### DESCRIPTION OF THE TASK
List each line of the rows below that contains the word "black".

[Excerpts from point annotation data]
** start **

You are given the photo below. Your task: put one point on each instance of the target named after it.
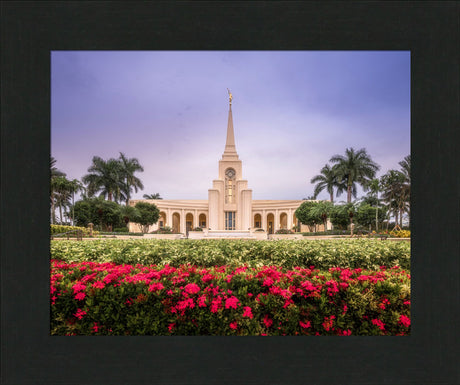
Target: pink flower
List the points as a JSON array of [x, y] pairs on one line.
[[378, 323], [216, 304], [192, 288], [157, 286], [403, 320], [78, 287], [231, 302], [80, 313], [80, 296], [328, 322], [98, 285], [268, 282], [268, 321], [202, 301], [248, 312]]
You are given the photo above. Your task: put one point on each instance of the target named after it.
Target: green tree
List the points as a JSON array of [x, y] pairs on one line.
[[60, 186], [152, 196], [393, 194], [103, 214], [342, 215], [130, 181], [405, 170], [356, 167], [327, 180], [306, 214], [54, 173], [74, 186], [374, 189], [105, 177], [323, 210], [366, 215], [148, 214]]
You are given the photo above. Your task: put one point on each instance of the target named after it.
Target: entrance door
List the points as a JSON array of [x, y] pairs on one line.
[[230, 220]]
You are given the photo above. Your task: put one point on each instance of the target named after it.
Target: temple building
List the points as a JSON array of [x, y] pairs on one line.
[[229, 208]]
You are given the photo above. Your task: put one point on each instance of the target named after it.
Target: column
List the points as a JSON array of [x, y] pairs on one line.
[[182, 221], [277, 221]]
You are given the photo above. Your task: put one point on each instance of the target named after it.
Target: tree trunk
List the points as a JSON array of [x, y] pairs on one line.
[[60, 213], [53, 213]]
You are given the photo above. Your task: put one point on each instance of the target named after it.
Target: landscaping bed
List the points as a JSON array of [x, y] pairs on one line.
[[92, 298], [323, 254]]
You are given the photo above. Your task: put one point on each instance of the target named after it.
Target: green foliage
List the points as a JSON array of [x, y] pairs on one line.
[[148, 214], [340, 215], [365, 215], [103, 214], [59, 229], [353, 253], [307, 214], [95, 299]]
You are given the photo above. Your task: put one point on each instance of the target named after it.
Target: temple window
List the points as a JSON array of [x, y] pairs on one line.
[[230, 185]]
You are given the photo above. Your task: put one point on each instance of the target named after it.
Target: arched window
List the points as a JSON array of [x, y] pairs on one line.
[[230, 185]]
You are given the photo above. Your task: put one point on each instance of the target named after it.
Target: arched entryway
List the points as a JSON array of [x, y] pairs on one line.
[[257, 221], [162, 220], [176, 223], [188, 223], [283, 221], [270, 223], [295, 223], [202, 220]]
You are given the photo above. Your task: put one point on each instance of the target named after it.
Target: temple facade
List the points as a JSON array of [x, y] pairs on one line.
[[230, 207]]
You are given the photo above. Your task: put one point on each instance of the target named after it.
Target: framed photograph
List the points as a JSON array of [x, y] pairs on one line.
[[221, 128]]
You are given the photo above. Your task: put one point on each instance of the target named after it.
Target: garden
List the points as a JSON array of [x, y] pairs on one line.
[[230, 287]]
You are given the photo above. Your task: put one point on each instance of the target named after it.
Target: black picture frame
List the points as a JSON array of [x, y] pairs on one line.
[[30, 30]]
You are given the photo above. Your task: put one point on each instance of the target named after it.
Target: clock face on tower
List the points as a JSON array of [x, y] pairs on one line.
[[230, 173]]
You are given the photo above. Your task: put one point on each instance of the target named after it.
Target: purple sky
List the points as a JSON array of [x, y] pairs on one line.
[[292, 111]]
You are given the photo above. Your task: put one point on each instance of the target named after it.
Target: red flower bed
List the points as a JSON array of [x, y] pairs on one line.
[[89, 298]]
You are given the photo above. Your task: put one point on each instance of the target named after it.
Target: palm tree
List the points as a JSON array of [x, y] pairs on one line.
[[74, 186], [54, 172], [374, 189], [354, 167], [129, 167], [405, 170], [152, 196], [393, 193], [327, 179], [61, 196], [106, 177]]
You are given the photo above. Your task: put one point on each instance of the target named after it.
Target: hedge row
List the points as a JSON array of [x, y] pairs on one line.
[[352, 253], [91, 298], [59, 229]]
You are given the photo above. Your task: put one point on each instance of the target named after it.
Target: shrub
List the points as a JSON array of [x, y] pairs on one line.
[[223, 301], [120, 230], [284, 231], [352, 253], [59, 229], [163, 230], [400, 233]]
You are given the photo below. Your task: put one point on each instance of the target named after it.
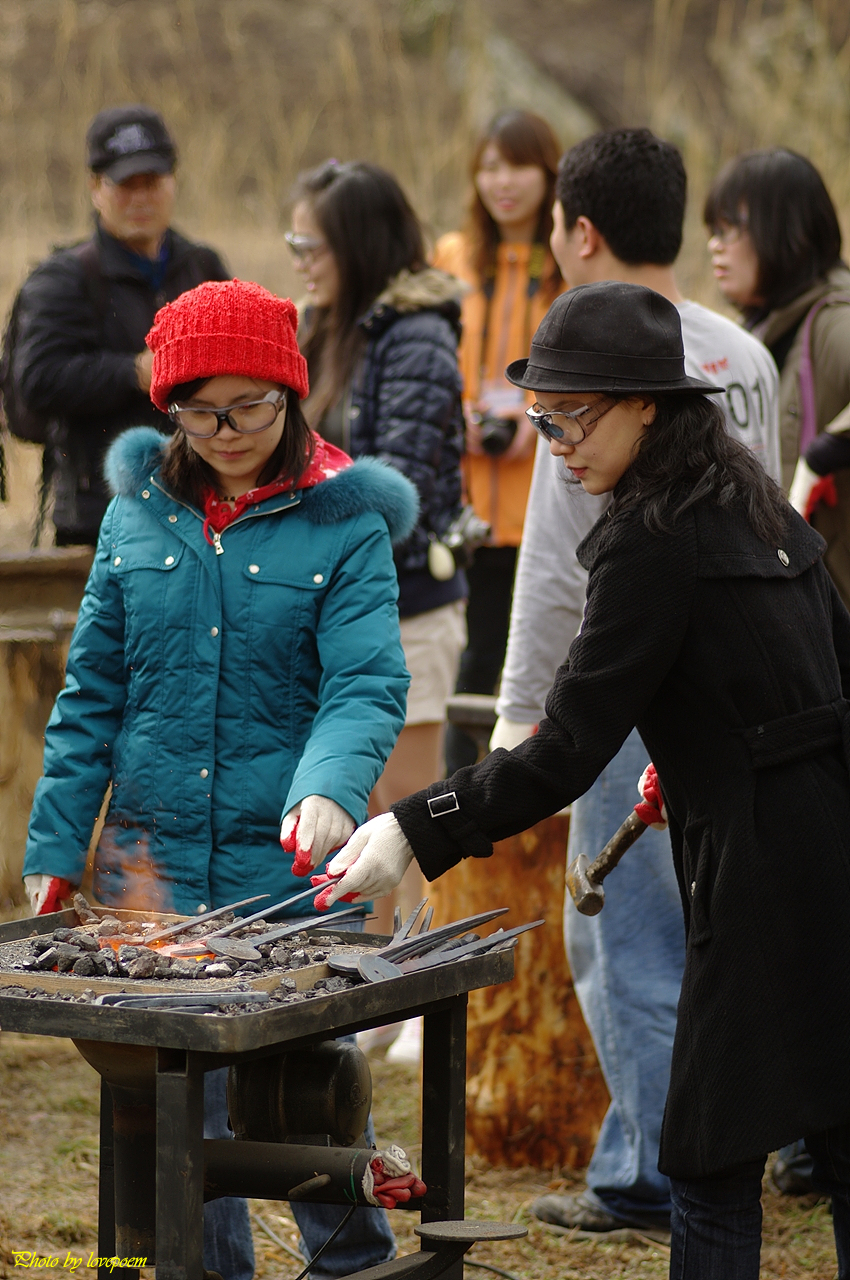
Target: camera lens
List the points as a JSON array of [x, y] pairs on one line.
[[497, 434]]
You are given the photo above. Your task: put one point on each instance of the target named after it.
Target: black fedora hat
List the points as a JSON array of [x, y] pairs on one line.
[[609, 337]]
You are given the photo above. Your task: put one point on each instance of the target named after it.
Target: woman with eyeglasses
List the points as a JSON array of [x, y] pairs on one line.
[[776, 251], [712, 626], [379, 334], [236, 663]]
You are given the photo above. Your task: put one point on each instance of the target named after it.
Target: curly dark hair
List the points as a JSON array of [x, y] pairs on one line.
[[781, 200], [688, 455], [633, 188]]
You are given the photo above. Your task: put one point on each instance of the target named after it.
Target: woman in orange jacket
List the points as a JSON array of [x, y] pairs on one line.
[[503, 254]]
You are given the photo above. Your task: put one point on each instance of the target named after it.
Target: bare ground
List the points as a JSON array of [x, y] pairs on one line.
[[49, 1105]]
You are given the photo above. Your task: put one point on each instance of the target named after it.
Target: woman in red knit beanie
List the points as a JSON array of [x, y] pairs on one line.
[[238, 622]]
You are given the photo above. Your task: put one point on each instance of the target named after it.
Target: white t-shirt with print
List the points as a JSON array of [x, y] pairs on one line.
[[551, 585]]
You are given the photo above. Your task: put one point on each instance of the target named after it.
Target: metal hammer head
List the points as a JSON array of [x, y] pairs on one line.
[[588, 896]]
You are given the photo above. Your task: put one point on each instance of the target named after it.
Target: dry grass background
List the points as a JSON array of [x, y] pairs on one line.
[[256, 90]]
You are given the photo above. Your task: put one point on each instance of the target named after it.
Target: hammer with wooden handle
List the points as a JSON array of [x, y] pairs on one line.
[[584, 878]]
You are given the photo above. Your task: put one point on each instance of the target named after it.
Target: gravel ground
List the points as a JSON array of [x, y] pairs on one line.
[[49, 1104]]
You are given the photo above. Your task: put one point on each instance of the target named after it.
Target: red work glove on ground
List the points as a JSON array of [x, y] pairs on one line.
[[392, 1187], [652, 809]]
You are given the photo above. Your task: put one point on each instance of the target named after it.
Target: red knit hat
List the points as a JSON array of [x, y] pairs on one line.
[[229, 327]]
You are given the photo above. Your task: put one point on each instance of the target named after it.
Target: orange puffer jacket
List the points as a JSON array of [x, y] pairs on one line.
[[498, 489]]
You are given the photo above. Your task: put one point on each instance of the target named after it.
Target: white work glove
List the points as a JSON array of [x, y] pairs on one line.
[[510, 734], [46, 892], [374, 862], [311, 830]]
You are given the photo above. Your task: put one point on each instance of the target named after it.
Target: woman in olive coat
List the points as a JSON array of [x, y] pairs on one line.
[[713, 626]]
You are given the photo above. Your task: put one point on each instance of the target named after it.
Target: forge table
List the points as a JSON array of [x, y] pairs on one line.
[[183, 1046]]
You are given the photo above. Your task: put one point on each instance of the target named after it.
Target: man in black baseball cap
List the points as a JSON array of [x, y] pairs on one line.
[[123, 141], [80, 362]]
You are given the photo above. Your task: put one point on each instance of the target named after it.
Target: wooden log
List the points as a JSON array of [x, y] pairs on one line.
[[535, 1093]]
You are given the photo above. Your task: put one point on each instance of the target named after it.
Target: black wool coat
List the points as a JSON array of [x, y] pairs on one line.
[[732, 658], [74, 359]]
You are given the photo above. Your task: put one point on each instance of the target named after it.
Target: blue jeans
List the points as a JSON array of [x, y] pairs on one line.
[[228, 1248], [627, 968], [717, 1221]]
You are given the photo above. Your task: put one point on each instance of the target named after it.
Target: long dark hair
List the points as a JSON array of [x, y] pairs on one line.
[[373, 233], [688, 455], [780, 197], [190, 478], [522, 138]]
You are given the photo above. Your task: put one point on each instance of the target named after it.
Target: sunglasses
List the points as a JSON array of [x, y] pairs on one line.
[[571, 426], [305, 246], [246, 419]]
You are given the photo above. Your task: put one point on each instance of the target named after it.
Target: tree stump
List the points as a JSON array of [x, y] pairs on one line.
[[535, 1093]]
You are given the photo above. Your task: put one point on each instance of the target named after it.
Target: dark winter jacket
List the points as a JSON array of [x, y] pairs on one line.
[[406, 410], [78, 338], [215, 691], [732, 658]]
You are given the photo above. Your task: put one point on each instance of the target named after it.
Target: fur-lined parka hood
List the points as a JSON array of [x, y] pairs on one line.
[[416, 291], [366, 485]]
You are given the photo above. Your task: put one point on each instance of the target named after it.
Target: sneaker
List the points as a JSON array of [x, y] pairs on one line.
[[585, 1214]]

** end **

### SOLUTION FOR THIS TASK
Target: black picture frame
Target: black fedora hat
Target: man in black baseball cap
Target: black wool coat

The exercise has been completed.